> **To be done**
Rewrite the rows from the line containing "Where can you see the middle" through the end of the rows, changing "sample" to "pattern" and leaving everything else as it is.

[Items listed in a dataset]
··········

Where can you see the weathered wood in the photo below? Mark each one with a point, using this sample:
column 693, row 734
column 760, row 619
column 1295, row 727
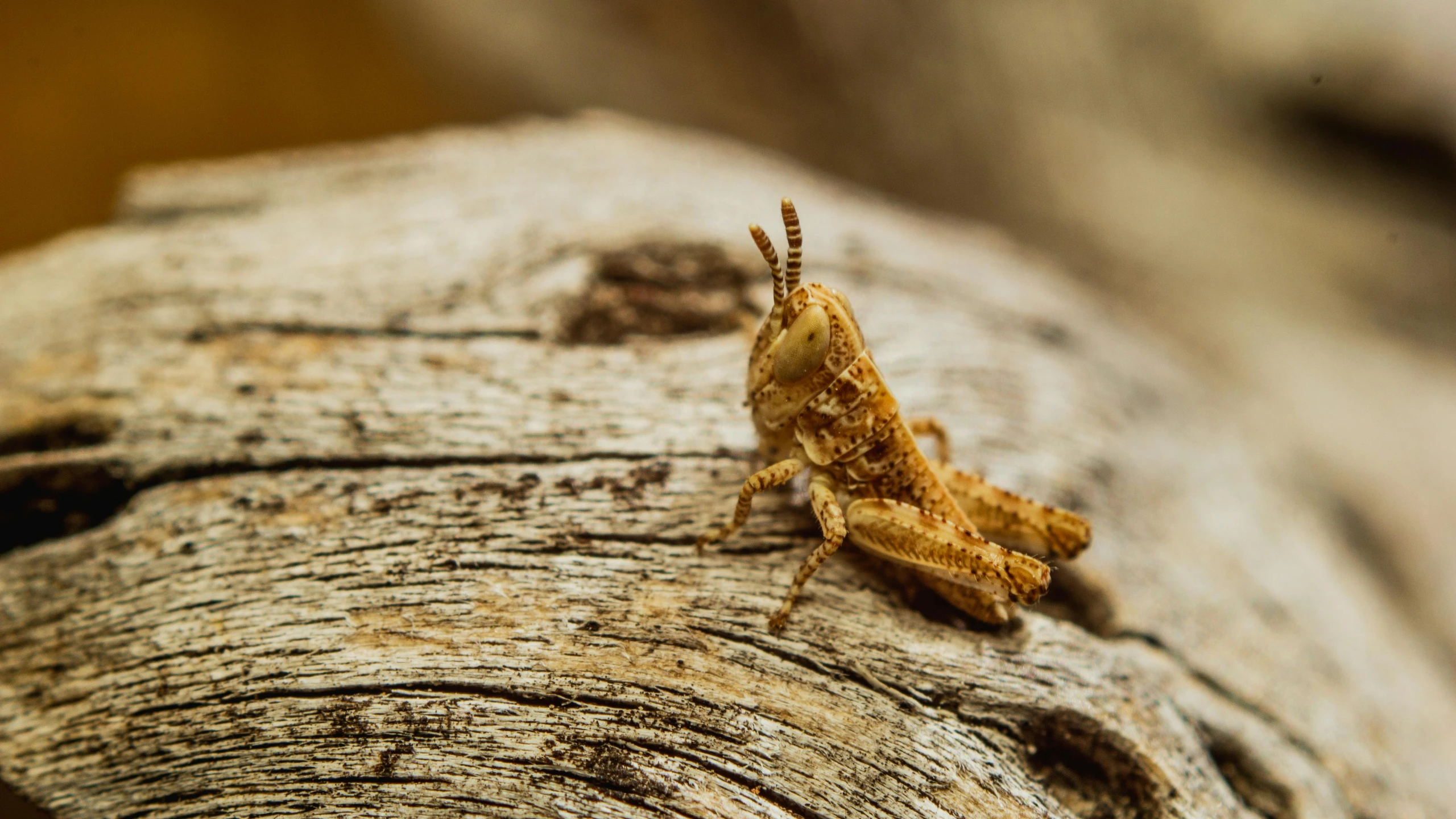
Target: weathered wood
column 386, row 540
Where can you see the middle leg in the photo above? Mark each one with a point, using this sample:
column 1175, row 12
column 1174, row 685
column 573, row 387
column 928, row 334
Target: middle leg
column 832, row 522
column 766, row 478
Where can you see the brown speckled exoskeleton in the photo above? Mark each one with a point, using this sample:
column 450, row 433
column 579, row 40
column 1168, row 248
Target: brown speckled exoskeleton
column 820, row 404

··········

> **Answer to the exercise**
Where can you see the middle leg in the photo above? Mark each one with a point, using this pattern:
column 1175, row 12
column 1174, row 685
column 573, row 387
column 928, row 334
Target: middle leg
column 832, row 522
column 766, row 478
Where can you see the brown speckled exoskeleton in the photo above? Mark each one with a point, using this pattern:
column 450, row 433
column 579, row 40
column 1168, row 248
Target: brown speckled exoskeleton
column 820, row 404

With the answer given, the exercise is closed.